▸ **WRITTEN REQUEST**: Convert every line of the entries below into a Markdown table with the columns Row and Line, numbering the rows in order and skipping blank lines. Leave the pictures out.

▸ **TASK MATERIAL**:
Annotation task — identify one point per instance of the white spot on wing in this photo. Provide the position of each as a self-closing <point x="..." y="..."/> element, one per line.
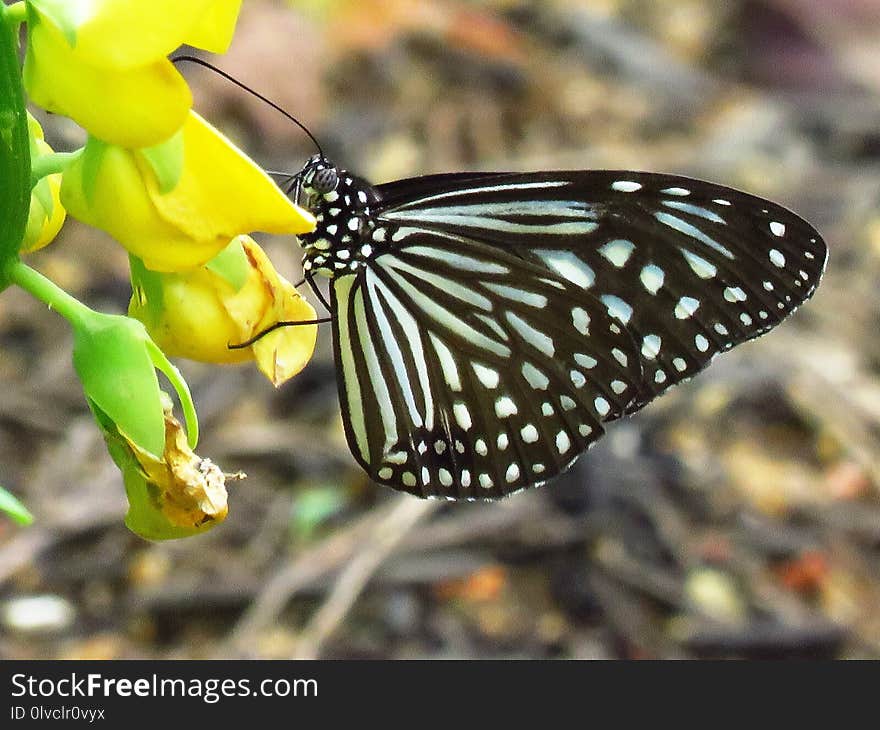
<point x="617" y="307"/>
<point x="686" y="307"/>
<point x="652" y="277"/>
<point x="617" y="251"/>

▸ **OUTPUT OF THE TASK**:
| Row | Line |
|---|---|
| 1 | Annotation task — identify one point per instance of the white spot on wing in this photo. Provide the position of each as a self-closing <point x="..." y="..."/> element, one per line. |
| 2 | <point x="617" y="307"/> |
| 3 | <point x="686" y="307"/> |
| 4 | <point x="652" y="277"/> |
| 5 | <point x="617" y="251"/> |